> [Estratto fornito]
* * *
Gli Stati Uniti bloccheranno le importazioni di olio di palma di un importante produttore malese, che rifornisce alcuni grandi marchi del settore alimentare e dei cosmetici. Le autorità sospettano l’uso di lavoro forzato, l’impiego di bambini e altri abusi, come violenza fisica e sessuale, rivela l’Associated Press. Secondo l’ordine deciso mercoledì dall’agenzia statunitense delle dogane, i prodotti a base di olio di palma o derivati riconducibili a FGV Holdings Berhad saranno trattenuti nei porti degli Stati Uniti fino a quando l’azienda non sarà in grado di dimostrare che la merce non è stata prodotta ricorrendo al lavoro forzato.
L’azione è stata annunciata una settimana dopo che la stessa Associated Press aveva denunciato gravi abusi sul lavoro nell’industria dell’olio di palma malese. La decisione statunitense è stata innescata da una petizione presentata lo scorso anno da organizzazioni no profit. La Malesia è il secondo produttore mondiale di olio di palma, e insieme all’Indonesia domina il mercato producendo l’85% dell’offerta mondiale, che si stima valga circa 65 miliardi di dollari in totale.
Le multinazionali alimentari e cosmetiche hanno risposto alle domande di Associated Press, dicendo che non tollerano violazioni dei diritti umani e dei lavoratori, e che indagheranno immediatamente sulle segnalazioni ricevute e agiranno, se necessario, sospendendo i fornitori.
* * *
> [Dati forniti]
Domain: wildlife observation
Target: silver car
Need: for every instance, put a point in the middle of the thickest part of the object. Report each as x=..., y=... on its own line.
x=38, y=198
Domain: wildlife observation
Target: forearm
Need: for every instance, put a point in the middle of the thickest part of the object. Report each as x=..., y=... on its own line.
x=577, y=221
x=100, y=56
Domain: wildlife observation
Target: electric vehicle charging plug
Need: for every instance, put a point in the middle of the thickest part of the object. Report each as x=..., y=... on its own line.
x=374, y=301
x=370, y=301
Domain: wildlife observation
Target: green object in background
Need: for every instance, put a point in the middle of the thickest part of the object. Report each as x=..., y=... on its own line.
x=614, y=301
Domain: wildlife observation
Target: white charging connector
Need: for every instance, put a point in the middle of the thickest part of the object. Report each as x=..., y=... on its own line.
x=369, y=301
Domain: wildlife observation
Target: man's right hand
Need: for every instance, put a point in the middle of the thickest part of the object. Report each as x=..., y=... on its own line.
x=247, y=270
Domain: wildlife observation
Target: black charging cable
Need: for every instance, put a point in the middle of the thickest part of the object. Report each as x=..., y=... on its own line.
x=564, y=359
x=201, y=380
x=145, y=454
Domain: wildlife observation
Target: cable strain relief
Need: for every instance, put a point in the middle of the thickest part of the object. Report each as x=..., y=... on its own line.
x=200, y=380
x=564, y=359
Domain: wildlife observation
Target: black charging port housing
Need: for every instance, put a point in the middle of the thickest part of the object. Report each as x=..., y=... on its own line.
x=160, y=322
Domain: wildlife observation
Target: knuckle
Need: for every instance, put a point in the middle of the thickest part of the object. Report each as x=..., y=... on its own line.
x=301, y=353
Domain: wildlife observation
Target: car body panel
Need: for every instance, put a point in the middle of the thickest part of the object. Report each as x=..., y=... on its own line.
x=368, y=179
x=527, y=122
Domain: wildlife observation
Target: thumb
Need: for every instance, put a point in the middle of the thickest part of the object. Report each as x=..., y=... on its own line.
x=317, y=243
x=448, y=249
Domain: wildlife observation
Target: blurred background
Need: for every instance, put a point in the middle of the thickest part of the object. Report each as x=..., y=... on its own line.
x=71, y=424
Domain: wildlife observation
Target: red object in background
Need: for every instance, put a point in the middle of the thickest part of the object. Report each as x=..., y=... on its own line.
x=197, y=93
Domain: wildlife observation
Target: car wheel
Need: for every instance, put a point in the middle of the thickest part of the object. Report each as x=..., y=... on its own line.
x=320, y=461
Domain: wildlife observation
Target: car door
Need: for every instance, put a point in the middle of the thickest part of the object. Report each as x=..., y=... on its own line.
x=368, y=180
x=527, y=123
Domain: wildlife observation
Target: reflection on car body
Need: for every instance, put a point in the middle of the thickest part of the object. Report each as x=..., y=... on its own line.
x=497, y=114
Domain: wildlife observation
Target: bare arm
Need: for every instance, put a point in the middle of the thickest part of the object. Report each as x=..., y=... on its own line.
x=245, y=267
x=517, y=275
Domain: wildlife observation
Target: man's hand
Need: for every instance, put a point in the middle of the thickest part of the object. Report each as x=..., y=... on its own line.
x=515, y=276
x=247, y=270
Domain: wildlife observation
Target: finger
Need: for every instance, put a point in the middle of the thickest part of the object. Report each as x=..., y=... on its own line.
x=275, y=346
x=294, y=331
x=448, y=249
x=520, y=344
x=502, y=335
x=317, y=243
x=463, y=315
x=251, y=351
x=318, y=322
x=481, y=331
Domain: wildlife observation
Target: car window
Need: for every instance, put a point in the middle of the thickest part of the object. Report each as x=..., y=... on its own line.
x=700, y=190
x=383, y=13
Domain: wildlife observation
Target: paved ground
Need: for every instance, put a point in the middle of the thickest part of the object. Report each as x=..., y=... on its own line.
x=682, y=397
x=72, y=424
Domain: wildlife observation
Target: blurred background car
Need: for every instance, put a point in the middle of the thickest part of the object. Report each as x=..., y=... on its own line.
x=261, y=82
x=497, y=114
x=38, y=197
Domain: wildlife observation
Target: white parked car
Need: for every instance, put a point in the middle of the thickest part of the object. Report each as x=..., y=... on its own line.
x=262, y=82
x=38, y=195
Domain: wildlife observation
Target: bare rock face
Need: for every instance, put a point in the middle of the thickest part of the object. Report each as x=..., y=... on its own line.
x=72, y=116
* * *
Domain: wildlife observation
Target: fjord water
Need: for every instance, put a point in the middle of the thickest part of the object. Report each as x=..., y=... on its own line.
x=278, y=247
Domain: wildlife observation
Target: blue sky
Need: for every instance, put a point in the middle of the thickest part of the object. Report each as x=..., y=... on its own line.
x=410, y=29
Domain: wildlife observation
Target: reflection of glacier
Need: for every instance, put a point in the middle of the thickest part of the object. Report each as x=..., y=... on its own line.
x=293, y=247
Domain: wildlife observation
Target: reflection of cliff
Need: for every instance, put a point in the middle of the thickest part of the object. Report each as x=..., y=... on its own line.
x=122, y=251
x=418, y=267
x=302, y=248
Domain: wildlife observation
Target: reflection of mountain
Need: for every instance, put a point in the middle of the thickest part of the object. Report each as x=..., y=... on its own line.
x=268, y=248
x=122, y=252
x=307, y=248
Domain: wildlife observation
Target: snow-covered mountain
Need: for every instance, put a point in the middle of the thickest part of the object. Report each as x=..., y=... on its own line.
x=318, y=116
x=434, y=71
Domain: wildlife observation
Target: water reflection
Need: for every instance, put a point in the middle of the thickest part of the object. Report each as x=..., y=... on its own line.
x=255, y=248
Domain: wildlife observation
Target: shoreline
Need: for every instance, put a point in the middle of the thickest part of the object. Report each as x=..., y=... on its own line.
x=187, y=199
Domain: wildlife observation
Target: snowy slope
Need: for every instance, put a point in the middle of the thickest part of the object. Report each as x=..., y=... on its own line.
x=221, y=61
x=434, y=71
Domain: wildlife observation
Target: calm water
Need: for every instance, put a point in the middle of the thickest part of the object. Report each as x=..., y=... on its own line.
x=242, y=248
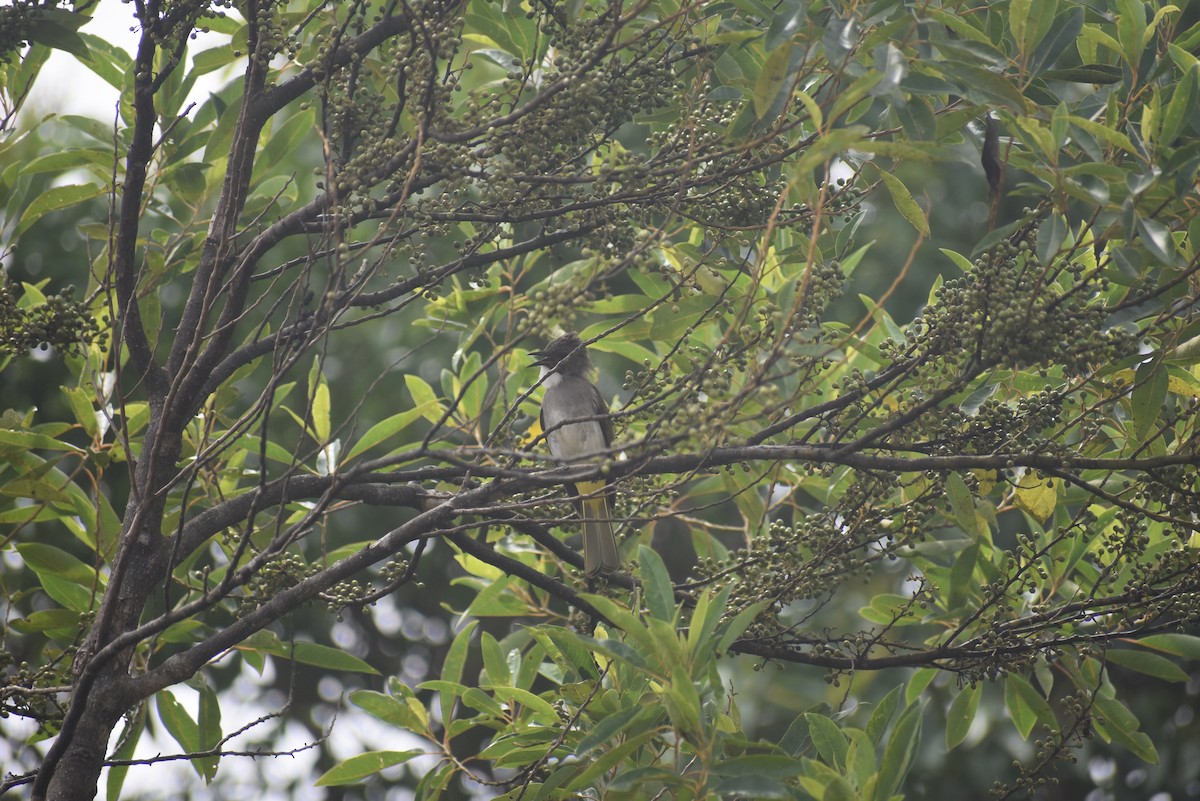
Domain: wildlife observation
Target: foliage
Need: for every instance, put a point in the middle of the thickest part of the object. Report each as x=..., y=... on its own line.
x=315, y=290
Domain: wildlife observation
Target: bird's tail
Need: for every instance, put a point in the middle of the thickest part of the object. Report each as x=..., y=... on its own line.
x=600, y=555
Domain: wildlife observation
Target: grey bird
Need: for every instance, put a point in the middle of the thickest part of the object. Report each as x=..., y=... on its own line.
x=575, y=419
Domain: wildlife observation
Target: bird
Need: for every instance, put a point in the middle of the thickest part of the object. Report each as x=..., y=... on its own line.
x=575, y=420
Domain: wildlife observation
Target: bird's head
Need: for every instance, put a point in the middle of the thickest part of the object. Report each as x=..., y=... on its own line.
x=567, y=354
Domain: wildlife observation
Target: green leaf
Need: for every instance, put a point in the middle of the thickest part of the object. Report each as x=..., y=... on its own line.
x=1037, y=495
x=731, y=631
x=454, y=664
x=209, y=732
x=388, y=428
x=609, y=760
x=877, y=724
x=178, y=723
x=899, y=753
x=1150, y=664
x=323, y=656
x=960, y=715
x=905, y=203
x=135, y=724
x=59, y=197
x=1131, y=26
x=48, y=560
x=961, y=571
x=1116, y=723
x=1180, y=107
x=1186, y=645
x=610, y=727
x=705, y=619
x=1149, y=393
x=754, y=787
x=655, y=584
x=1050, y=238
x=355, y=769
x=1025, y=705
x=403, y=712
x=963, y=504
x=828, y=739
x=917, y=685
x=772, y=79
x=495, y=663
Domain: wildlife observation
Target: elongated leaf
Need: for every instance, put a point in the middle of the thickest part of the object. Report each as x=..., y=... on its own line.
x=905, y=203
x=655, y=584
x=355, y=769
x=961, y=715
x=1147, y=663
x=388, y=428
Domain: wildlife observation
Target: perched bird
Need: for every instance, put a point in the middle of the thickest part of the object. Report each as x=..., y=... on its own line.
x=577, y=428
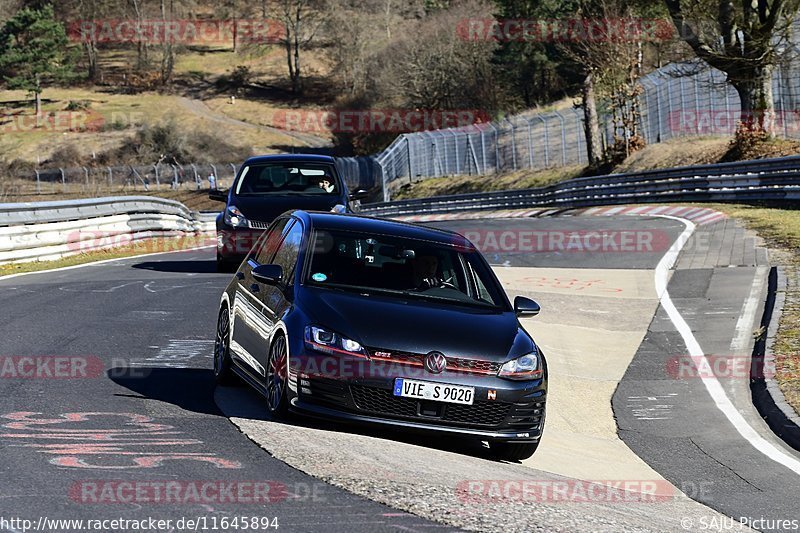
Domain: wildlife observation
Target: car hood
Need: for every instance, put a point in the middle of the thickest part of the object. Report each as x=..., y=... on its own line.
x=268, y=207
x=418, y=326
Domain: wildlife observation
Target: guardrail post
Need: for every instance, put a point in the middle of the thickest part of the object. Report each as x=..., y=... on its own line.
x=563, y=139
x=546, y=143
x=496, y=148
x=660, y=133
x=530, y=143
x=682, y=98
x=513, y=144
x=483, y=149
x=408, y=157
* * *
> [Obiettivo A] Riporta il passo dell'articolo sull'olio di palma malese che comincia con "Gli Stati Uniti bloccheranno" e prosegue fino a "al lavoro forzato.", sostituendo "olio di palma" con "olio di cocco".
> [Obiettivo B] Scrivi per favore il seguito dell'articolo sull'olio di palma malese, partendo dopo la sua ultima frase.
Le righe qui non servono a nulla.

> [Risultato A]
Gli Stati Uniti bloccheranno le importazioni di olio di cocco di un importante produttore malese, che rifornisce alcuni grandi marchi del settore alimentare e dei cosmetici. Le autorità sospettano l’uso di lavoro forzato, l’impiego di bambini e altri abusi, come violenza fisica e sessuale, rivela l’Associated Press. Secondo l’ordine deciso mercoledì dall’agenzia statunitense delle dogane, i prodotti a base di olio di cocco o derivati riconducibili a FGV Holdings Berhad saranno trattenuti nei porti degli Stati Uniti fino a quando l’azienda non sarà in grado di dimostrare che la merce non è stata prodotta ricorrendo al lavoro forzato.

> [Risultato B]
L’indagine dell’Associated Press ha riscontrato nelle piantagioni l’uso di forza lavoro “invisibile” composta da migliaia di lavoratori provenienti da alcuni degli angoli più poveri dell’Asia, molti dei quali subiscono varie forme di sfruttamento, con gli abusi più gravi che includono lavoro minorile e condizioni di schiavitù.
L’olio di palma è un ingrediente quasi impossibile da evitare che spesso viene mascherato sulle etichette con altri nomi. In realtà è presente in circa la metà dei prodotti alimentari esposti sugli scaffali dei supermercati americani e nella maggior parte dei marchi di cosmetici. Viene usato anche per vernici, compensato, pesticidi e pillole. È presente anche nei mangimi per animali e nei biocarburanti.
L‘Associated Press ha intervistato più di 130 persone che provenivano da otto paesi e che lavoravano nelle piantagioni della Malesia e dell’Indonesia. Quasi tutti hanno lamentato un trattamento indegno, e alcuni hanno affermato di essere stati ingannati, minacciati, trattenuti contro la loro volontà o costretti a saldare debiti insormontabili. Altri hanno affermato di essere stati regolarmente maltrattati dalle autorità.
I giornalisti che hanno realizzato l’inchiesta sono stati testimoni di alcuni abusi in prima persona e hanno esaminato i rapporti della polizia, le denunce presentate ai sindacati, i video e le foto portati di nascosto fuori dalle piantagioni e le storie dei media locali. Sono stati intervistati anche più di cento attivisti per i diritti umani, accademici, membri del clero e funzionari governativi.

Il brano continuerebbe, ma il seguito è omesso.